▶ Source text
::::::
Calculation of stimulation index of cytotoxicity (SI). Cells were incubated for 45~60 min at 41, 42 or 43°C in fresh culture medium containing various concentrations of samples in a CO2 incubator E-22 (AS ONE, Osaka, Japan). After replacing with fresh culture medium for 48 h at 37°C, the CC50 value was calculated, and the stimulation index of cytotoxicity (SI) was calculated using the following formula. SI=CC50 (37°C)/CC50 (41-43°C)

Cell cycle analysis. Treated and untreated cells grown in 100-mm culture dishes (approximately 106 cells) were harvested, fixed for 1 h with paraformaldehyde (1%), treated for 30 min with RNase A (preheated to inactivate DNase) (0.2 mg/ml), stained with propidium iodide (0.01%) in the presence of 0.01% NP-40 in PBS (−) to prevent the cell aggregation, filtered through the cell strainers (Corning Inc., Corning, NY, USA), subjected to cell sorting (SH800 Series; SONY, Tokyo, Japan), and then analyzed with Cell Sorter Software version 2.1.5. (SONY), as described previously (13). Fragmentation of DNA in the subG1 population was detected with ethidium bromide using agarose gel electrophoresis after DNA extraction (15, 16).

Calculation of Combination Index (CI value). CI is defined by the following equation: CI=(A+B)/C (18), where A represents the % increase in subG1 fraction of cells treated with mild-HT alone. B the % increase in subG1 fraction of cells treated with drug alone And C the % increase in subG1 fraction of cells treated with both mild-HT and drug. When CI <1, CI=1, and CI>1, the combination action was judged as synergic, additive, and antagonistic, respectively.

Statistical analysis. Experimental data are presented as the mean±standard deviation (SD) of triplicate determinations. The statistical analysis was performed using one-way analysis of variance (ANOVA) followed by Bonferroni’s post-hoc test for multiple comparisons (SPSS version 27.0). Student t-test (paired) was performed for statistical analysis of differences between two groups (exposed to 37 or 41°C). A value of p<0.05 was considered to indicate statistically significant differences.

Results

OSCC cell lines showed the highest HT sensitivity. Oral squamous cell carcinoma (OSCC) (Ca9-22, HSC-2, HSC-3, HSC-4), especially Ca9-22 cells, and myelogenous leukemia cells (HL-60, ML-1) showed higher sensitive to HT than lung carcinoma (A549, A904-L, WA-hT) and glioblastoma (T98G) cell lines, whereas normal human mesenchymal oral cells (HGF and HPLF) were the least sensitive. This trend was more apparent after 48 h rather than 24 h incubation (p<0.05) (Figure 2).
::::::
▶ Tasks to carry out
1) Copy word for word the part of the heat-sensitivity methods text between "Calculation of Combination" and "and antagonistic, respectively.", inclusive.
2) Write the next part of the heat-sensitivity methods text, starting after its last sentence.
::::::
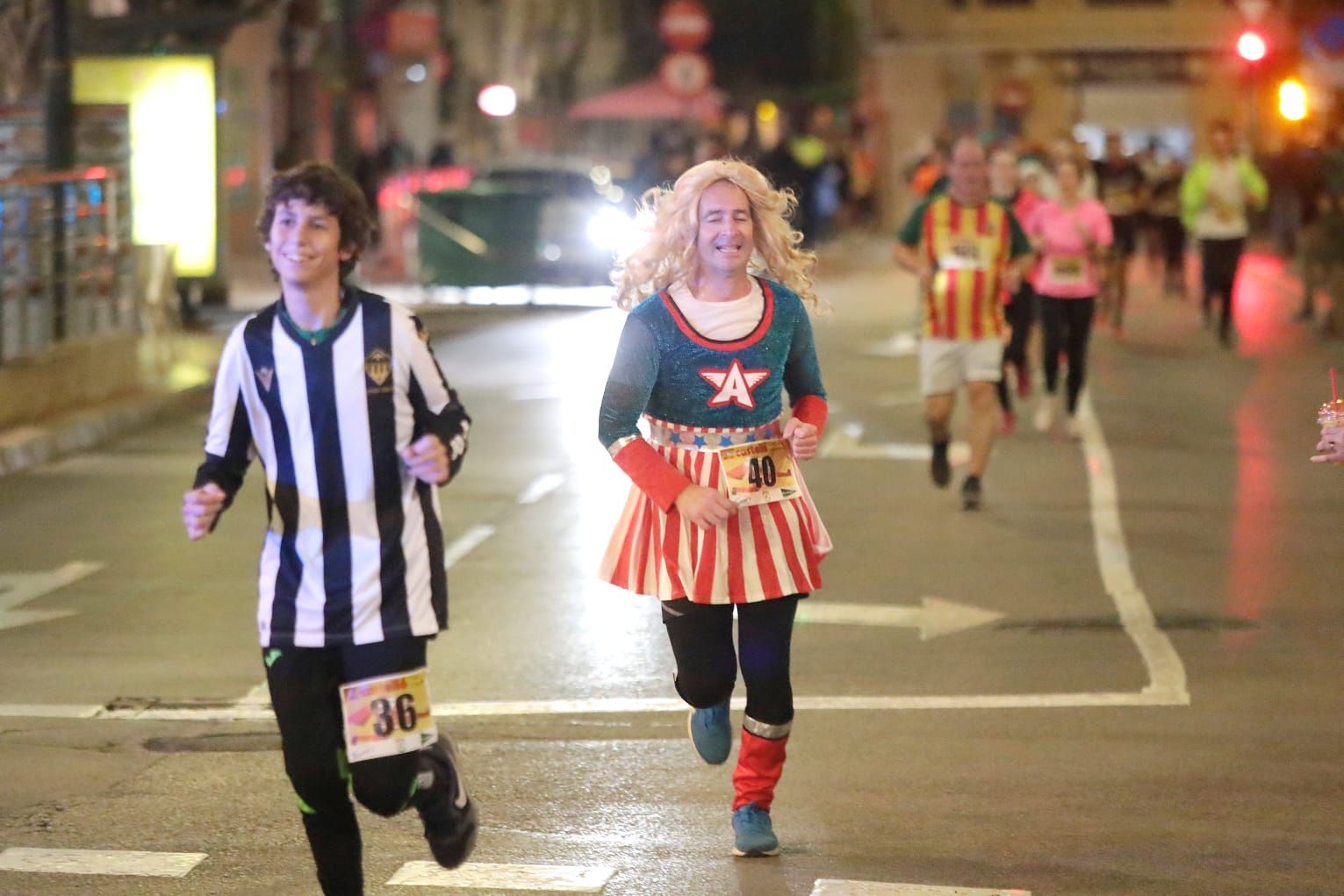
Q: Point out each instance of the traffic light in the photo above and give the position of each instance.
(1292, 100)
(1252, 46)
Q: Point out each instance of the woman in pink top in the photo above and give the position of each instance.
(1071, 235)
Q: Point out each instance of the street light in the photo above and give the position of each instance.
(1292, 100)
(1250, 46)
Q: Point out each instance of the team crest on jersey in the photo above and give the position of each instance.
(377, 367)
(734, 384)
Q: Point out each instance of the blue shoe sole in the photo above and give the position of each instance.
(714, 759)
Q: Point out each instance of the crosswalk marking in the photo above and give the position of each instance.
(564, 878)
(98, 861)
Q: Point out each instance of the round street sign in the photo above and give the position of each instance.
(685, 25)
(686, 74)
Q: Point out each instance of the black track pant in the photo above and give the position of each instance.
(1019, 313)
(1066, 324)
(304, 692)
(1219, 260)
(708, 667)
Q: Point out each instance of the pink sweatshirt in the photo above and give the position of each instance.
(1066, 269)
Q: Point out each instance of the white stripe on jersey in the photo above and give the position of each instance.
(358, 470)
(309, 620)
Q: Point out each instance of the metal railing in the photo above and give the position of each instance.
(66, 269)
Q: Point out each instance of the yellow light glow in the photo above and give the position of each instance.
(172, 147)
(1292, 100)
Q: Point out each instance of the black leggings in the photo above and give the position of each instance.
(708, 667)
(1019, 313)
(1219, 260)
(1066, 324)
(304, 692)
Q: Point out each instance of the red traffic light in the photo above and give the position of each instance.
(1250, 46)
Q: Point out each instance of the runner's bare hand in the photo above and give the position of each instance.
(802, 437)
(1331, 446)
(706, 508)
(427, 458)
(200, 508)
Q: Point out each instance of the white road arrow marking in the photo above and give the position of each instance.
(845, 442)
(900, 346)
(934, 617)
(20, 587)
(875, 888)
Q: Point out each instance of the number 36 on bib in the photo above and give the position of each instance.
(387, 716)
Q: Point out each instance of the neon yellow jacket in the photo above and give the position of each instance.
(1194, 187)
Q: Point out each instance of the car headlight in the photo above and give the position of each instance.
(610, 228)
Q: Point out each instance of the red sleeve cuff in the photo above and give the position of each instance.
(650, 473)
(812, 409)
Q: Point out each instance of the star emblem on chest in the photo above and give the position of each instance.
(734, 384)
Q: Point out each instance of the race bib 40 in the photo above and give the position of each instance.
(759, 473)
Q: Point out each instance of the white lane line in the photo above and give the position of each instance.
(258, 696)
(106, 463)
(562, 878)
(934, 617)
(541, 486)
(845, 441)
(48, 711)
(875, 888)
(465, 543)
(1166, 672)
(901, 344)
(96, 861)
(610, 706)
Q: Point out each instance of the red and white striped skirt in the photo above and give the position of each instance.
(764, 551)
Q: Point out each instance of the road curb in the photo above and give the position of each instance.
(27, 446)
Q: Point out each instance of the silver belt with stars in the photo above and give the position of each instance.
(708, 438)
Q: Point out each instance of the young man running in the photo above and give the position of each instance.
(1121, 189)
(967, 248)
(338, 394)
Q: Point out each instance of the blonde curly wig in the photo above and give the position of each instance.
(671, 218)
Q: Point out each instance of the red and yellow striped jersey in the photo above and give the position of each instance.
(969, 247)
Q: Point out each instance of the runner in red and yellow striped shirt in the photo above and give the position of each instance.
(967, 250)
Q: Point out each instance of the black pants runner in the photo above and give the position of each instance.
(708, 667)
(1066, 324)
(304, 692)
(1019, 314)
(1219, 260)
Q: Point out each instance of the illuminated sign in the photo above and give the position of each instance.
(172, 147)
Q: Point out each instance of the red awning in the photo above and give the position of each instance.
(650, 100)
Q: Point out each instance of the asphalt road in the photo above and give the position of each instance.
(1120, 678)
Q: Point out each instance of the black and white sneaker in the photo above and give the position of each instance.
(971, 493)
(939, 469)
(442, 804)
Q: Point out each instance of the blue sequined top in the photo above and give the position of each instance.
(667, 369)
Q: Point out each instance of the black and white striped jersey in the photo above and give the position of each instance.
(354, 549)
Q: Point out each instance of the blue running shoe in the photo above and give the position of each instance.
(753, 835)
(711, 733)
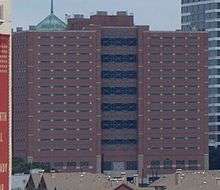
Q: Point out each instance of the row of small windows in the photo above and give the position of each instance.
(119, 91)
(66, 111)
(62, 164)
(129, 165)
(173, 119)
(119, 42)
(63, 103)
(119, 74)
(119, 107)
(64, 120)
(110, 58)
(119, 141)
(65, 78)
(119, 124)
(192, 1)
(173, 110)
(61, 94)
(63, 149)
(180, 164)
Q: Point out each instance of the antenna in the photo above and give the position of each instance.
(51, 8)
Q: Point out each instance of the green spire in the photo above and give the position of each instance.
(51, 22)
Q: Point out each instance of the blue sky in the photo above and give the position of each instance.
(159, 14)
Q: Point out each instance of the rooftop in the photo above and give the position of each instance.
(51, 23)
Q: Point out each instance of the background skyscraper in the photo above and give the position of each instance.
(102, 94)
(204, 15)
(5, 94)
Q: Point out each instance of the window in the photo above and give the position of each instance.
(58, 164)
(84, 163)
(193, 164)
(155, 164)
(107, 165)
(180, 164)
(131, 165)
(167, 164)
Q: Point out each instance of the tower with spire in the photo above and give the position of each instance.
(51, 22)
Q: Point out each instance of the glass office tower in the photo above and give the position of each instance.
(204, 15)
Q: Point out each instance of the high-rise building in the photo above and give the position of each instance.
(5, 95)
(204, 15)
(101, 94)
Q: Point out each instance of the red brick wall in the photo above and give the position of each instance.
(4, 112)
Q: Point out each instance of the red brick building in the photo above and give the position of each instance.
(5, 96)
(104, 95)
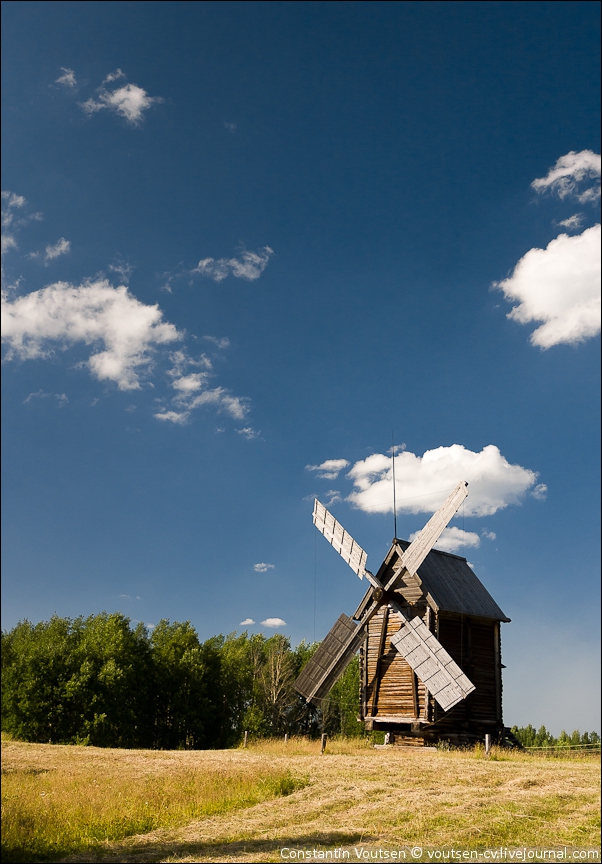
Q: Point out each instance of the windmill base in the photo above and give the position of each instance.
(417, 734)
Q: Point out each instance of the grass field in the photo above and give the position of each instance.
(90, 804)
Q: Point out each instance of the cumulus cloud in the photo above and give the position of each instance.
(569, 171)
(274, 622)
(94, 313)
(173, 416)
(114, 76)
(329, 469)
(61, 247)
(220, 343)
(453, 539)
(423, 482)
(559, 285)
(573, 223)
(250, 265)
(67, 78)
(540, 492)
(130, 101)
(61, 398)
(10, 203)
(192, 390)
(248, 432)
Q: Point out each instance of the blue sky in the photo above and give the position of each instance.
(246, 240)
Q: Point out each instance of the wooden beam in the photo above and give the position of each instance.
(381, 648)
(415, 693)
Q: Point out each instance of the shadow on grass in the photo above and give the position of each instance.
(159, 850)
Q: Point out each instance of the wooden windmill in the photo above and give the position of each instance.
(428, 633)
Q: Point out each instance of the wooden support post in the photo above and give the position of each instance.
(381, 648)
(415, 695)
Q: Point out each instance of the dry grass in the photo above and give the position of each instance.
(354, 795)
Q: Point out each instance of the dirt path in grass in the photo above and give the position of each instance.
(389, 800)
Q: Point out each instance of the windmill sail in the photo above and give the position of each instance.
(419, 548)
(432, 664)
(425, 655)
(330, 659)
(343, 542)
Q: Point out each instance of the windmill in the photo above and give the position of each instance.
(414, 591)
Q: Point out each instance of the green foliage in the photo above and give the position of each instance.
(99, 681)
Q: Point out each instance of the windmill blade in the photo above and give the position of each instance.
(419, 548)
(330, 659)
(343, 542)
(439, 673)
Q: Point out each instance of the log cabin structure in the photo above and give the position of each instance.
(428, 634)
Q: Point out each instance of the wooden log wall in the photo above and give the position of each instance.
(474, 645)
(398, 693)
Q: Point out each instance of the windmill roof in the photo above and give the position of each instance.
(451, 585)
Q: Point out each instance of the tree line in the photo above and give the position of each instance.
(100, 681)
(531, 737)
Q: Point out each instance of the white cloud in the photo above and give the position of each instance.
(235, 406)
(559, 285)
(12, 201)
(274, 622)
(61, 247)
(423, 482)
(452, 539)
(190, 383)
(173, 416)
(573, 223)
(249, 266)
(568, 172)
(8, 242)
(224, 342)
(330, 469)
(130, 100)
(123, 270)
(93, 313)
(114, 76)
(540, 492)
(248, 432)
(192, 392)
(67, 78)
(40, 394)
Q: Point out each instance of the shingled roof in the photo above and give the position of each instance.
(450, 585)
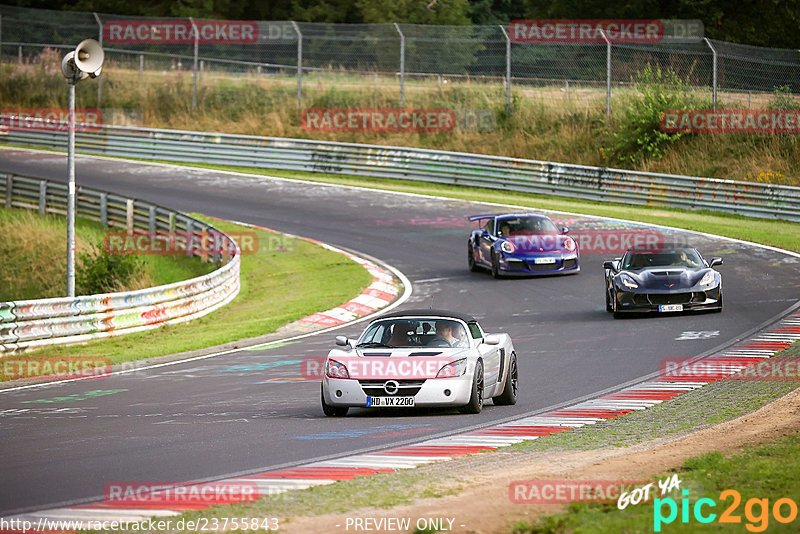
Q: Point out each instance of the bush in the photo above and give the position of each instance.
(638, 135)
(100, 272)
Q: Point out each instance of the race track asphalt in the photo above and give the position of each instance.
(232, 413)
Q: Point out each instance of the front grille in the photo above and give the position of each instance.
(670, 298)
(406, 388)
(543, 266)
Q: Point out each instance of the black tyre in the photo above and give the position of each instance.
(617, 314)
(509, 395)
(471, 259)
(475, 404)
(495, 266)
(332, 411)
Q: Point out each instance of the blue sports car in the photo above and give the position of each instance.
(521, 244)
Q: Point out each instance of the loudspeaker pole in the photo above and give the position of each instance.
(71, 192)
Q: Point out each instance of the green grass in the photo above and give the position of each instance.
(543, 124)
(37, 244)
(277, 287)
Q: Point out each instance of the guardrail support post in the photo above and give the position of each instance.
(9, 188)
(129, 215)
(608, 74)
(402, 64)
(100, 76)
(299, 63)
(713, 72)
(194, 64)
(508, 69)
(104, 209)
(43, 197)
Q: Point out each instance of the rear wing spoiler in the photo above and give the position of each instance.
(480, 217)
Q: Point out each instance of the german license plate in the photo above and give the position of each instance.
(381, 402)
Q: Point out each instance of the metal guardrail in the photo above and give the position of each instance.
(32, 324)
(455, 168)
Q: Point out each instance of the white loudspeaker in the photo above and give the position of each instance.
(85, 61)
(89, 57)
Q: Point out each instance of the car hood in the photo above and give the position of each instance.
(668, 278)
(398, 364)
(537, 243)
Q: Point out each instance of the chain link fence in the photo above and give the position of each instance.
(408, 57)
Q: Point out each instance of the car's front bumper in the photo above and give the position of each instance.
(646, 301)
(433, 392)
(510, 264)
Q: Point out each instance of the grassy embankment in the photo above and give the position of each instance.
(276, 286)
(34, 247)
(544, 125)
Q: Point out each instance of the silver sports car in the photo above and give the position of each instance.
(428, 358)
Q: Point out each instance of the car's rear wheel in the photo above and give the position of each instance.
(475, 404)
(332, 411)
(509, 395)
(471, 259)
(719, 309)
(495, 265)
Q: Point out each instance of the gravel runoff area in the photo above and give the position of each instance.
(723, 415)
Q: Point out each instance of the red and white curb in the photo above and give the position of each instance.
(633, 398)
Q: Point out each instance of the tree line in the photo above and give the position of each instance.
(772, 23)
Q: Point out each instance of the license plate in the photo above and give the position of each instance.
(375, 402)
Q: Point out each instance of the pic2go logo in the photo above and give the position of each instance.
(756, 511)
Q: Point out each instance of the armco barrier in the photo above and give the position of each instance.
(32, 324)
(513, 174)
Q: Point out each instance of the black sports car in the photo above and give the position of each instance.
(670, 279)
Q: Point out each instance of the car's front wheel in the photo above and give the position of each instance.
(332, 411)
(475, 404)
(471, 258)
(509, 395)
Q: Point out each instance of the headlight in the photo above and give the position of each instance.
(708, 279)
(456, 368)
(334, 369)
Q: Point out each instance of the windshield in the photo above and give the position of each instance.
(416, 332)
(525, 226)
(682, 257)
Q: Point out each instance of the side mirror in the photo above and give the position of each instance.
(492, 339)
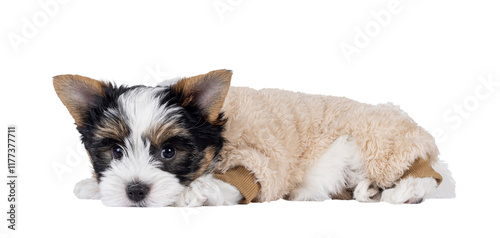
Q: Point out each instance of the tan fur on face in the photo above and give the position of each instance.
(206, 91)
(77, 92)
(160, 133)
(112, 129)
(278, 135)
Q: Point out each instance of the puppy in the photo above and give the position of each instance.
(201, 142)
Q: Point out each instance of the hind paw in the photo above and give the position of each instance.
(367, 191)
(409, 191)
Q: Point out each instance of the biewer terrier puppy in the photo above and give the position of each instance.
(201, 142)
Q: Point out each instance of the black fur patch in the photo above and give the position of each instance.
(191, 158)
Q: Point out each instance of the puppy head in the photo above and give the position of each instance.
(147, 143)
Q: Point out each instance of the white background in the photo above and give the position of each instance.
(428, 58)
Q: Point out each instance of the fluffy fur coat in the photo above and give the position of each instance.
(279, 134)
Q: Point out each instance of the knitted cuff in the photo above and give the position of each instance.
(243, 180)
(422, 169)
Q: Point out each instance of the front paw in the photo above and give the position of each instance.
(193, 195)
(87, 189)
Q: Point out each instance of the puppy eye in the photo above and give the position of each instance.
(168, 152)
(117, 152)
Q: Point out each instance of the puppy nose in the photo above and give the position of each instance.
(137, 191)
::::::
▶ Outputs in order
1)
Calculation of Combination Index (CI value). CI is defined by the following equation: CI=(A+B)/C (18), where A represents the % increase in subG1 fraction of cells treated with mild-HT alone. B the % increase in subG1 fraction of cells treated with drug alone And C the % increase in subG1 fraction of cells treated with both mild-HT and drug. When CI <1, CI=1, and CI>1, the combination action was judged as synergic, additive, and antagonistic, respectively.

2)
Figure 2.
Figure 2.

Heat-sensitivity of malignant and non-malignant cell lines. Near confluent cells were incubated for 24 or 48 h at 37 or 41°C, and then viable cell numbers were determined using the MTT method. Each value represents mean±S.D. of triplicate determinations, and is expressed as % of that determined at 37°C. Significant difference (*p<0.05) between 37°C and 41°C was detected using student t-test.

Optimal condition of HT treatment. Next, the optimal temperature and treatment time with HT were investigated. Treatment at 41°C for 45 to 60 min most significantly enhanced the cytotoxicity of DTX (Figure 3A). Thermal treatment at 41°C and 42°C showed similar patterns. Thermal treatment at 43°C caused strong cytotoxicity, and the additive effect with HT could not be clearly observed (Figure 3A). The cytotoxicity-enhancement effect of HT (1 h) was quantified using the SI value (Figure 3B). When the HT temperature was elevated from 37°C to 41, 42 and 43°C the SI value was increased by 2.9, 2.4, and 1.1-fold, respectively (Figure 3B). This demonstrated that the optimal treatment time and temperature were 45 to 60 min, and 41°C, respectively.

Figure 3.
Figure 3.

Determination of optimal temperature and exposure time of HT. Ca9-22 cells were treated for 45 min, 1, 2, 6, or 24 h at 37 or 41°C in the presence of the indicated concentrations of docetaxel, and then incubated for 23.3, 23, 22, 18 or 24 h in fresh DMEM medium. The viable cell numbers were determined using the MTT method and expressed as absorbance at 560 nm (A) or % of control (37°C) (B). Each value represents mean±S.D. of triplicate determinations, and is expressed as % of that determined at 37°C. Significant difference (*p<0.05) between 37°C and 41°C.

Accumulation of cells in the G2/M phase following treatment with mild HT, DTX and compound A. Morphological observation under an optical microscope demonstrated cell spreading (enlargement) 6 h after HT treatment, before the detection of cytotoxicity at 24 h (Figure 4A). The positive control, 1 mM actinomycin D, induced cell shrinkage, characteristic of apoptosis, at 41°C and 42°C after 24 h (Figure 4A).

Figure 4.
Figure 4.

Induction of G2/M cell accumulation by mild HT. Ca9-22 cells were incubated for 0, 6, 24 h at 41 or 42°C, and then investigated for morphological change (A) and cell cycle distribution (B, C). Each value represents mean±S.D. of triplicate determinations. *p<0.05, **p<0.01, ***p<0.001 (Student t-test, paired).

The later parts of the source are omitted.